Repeat exactly the lines from the line containing "In the photo above, where can the large carp" through the last line of the records below, inclusive, and nothing else.

Task data —
————————

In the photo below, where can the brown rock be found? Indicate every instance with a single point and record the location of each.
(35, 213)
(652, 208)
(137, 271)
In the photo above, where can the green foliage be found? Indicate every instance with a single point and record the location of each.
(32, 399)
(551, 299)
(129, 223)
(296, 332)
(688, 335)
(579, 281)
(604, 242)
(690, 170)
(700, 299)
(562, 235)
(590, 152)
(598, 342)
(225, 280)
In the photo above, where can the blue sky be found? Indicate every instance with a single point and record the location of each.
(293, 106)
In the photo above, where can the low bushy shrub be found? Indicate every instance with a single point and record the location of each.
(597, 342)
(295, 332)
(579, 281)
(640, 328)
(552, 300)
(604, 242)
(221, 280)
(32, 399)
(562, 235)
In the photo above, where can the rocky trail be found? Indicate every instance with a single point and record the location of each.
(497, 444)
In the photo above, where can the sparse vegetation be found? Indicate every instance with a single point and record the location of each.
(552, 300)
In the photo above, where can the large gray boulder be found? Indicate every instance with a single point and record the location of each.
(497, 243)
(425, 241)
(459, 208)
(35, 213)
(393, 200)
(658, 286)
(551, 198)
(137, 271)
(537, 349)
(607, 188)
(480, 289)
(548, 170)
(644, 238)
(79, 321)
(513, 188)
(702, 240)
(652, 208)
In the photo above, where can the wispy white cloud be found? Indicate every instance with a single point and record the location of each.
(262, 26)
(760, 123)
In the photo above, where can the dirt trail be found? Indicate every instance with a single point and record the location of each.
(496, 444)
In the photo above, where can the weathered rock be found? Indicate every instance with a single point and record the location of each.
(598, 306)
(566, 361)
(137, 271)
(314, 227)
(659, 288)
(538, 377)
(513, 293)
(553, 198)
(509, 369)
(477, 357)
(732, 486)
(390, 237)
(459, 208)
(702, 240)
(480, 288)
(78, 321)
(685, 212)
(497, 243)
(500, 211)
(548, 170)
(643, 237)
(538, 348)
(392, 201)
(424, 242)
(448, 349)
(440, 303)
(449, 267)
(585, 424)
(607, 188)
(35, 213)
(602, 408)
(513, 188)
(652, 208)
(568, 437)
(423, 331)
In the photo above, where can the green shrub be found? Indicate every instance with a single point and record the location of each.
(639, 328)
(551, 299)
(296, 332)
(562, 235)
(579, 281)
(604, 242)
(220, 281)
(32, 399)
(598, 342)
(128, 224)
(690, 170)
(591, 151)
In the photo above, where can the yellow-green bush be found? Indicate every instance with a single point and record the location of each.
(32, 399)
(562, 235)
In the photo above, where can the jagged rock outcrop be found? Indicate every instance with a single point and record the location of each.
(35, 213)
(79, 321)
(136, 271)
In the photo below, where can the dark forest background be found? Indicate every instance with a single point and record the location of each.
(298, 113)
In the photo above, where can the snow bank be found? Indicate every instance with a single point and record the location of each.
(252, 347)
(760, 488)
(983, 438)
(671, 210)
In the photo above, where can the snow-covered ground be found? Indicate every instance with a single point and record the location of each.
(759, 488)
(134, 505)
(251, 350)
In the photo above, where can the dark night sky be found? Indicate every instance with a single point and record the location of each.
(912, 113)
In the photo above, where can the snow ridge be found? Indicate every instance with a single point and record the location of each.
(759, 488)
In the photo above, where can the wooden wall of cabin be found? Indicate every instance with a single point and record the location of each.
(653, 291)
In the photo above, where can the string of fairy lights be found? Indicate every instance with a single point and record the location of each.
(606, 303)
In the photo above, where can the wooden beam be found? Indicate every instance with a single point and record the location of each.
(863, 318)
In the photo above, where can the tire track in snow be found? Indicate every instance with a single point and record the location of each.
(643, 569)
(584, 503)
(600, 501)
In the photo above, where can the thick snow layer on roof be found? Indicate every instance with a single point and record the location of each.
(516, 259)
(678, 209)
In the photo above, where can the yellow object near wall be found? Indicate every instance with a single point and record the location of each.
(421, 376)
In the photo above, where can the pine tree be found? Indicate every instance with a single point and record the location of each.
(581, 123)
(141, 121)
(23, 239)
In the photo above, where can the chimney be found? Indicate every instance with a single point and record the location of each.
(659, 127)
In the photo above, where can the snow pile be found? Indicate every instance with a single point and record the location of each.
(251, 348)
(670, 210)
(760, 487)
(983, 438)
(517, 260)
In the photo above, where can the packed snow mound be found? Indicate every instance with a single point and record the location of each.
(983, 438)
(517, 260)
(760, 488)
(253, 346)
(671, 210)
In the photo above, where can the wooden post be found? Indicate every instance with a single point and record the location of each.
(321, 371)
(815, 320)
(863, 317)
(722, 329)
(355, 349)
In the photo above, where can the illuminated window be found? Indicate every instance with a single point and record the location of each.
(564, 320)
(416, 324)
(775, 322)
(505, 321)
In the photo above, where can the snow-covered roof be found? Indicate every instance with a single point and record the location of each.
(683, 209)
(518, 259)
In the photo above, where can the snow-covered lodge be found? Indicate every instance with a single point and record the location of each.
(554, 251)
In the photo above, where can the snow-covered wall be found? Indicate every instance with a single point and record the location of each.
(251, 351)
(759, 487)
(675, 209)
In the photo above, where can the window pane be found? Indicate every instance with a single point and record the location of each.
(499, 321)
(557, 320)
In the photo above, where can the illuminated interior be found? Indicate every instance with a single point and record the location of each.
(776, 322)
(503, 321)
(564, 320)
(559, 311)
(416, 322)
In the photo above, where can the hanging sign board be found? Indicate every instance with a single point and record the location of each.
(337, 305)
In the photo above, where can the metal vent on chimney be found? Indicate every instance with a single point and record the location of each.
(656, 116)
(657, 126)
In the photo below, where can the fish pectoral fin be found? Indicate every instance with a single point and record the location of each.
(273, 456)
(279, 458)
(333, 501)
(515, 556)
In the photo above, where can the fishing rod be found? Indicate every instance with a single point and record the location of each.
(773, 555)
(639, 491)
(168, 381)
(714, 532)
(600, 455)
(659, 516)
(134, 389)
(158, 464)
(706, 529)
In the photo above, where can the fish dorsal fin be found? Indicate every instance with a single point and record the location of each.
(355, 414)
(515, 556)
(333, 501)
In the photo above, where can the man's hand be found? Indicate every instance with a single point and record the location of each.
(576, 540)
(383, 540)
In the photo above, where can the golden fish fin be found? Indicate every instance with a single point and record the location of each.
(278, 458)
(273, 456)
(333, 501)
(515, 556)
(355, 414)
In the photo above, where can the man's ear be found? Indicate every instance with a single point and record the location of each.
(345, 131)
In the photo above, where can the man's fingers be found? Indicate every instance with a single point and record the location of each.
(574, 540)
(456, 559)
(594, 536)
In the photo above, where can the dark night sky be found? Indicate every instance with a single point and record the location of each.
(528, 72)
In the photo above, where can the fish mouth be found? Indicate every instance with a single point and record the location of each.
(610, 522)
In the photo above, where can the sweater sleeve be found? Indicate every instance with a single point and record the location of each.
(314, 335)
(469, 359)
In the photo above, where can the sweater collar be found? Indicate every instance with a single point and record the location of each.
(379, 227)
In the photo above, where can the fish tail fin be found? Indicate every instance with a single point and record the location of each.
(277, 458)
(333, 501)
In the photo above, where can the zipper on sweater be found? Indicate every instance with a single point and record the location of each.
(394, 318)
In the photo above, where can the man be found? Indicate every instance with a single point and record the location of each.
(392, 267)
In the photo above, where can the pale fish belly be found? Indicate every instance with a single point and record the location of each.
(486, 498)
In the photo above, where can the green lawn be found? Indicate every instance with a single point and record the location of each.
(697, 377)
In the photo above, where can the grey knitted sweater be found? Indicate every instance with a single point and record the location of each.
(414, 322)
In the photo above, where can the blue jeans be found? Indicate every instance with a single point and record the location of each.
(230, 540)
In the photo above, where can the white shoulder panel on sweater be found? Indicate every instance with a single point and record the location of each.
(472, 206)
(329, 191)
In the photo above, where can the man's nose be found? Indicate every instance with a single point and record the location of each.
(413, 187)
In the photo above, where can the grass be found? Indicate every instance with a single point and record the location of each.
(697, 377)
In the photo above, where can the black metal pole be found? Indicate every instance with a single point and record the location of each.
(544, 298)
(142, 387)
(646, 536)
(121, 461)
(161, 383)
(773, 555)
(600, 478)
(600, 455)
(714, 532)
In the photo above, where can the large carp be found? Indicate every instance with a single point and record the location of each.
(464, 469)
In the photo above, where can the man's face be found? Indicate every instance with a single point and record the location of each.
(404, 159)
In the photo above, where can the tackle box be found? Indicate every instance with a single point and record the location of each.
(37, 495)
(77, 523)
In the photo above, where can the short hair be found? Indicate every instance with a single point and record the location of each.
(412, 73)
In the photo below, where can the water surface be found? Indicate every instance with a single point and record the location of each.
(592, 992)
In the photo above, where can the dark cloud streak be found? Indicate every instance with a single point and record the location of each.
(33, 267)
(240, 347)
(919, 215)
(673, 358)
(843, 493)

————————

Task answer —
In the photo above, where can the large carp be found? Indicate every instance with a single point and record the location of each.
(464, 469)
In the photo above, where can the man's face be found? Indicate every instance with a single point and record the location of each.
(404, 159)
In the photo above, where can the tackle box be found? Indicate every instance with a single point and record the location of each.
(37, 495)
(77, 523)
In the photo above, where can the short hair be found? Indicate every instance with a single point and record the location of each.
(412, 73)
In the photo below, where can the water surface be found? Indicate every instance with a single point and record the location of each.
(592, 992)
In the photo above, where can the dark cloud streak be found? Indicate every instance with a single point and record the location of each.
(33, 267)
(240, 347)
(919, 215)
(673, 358)
(843, 493)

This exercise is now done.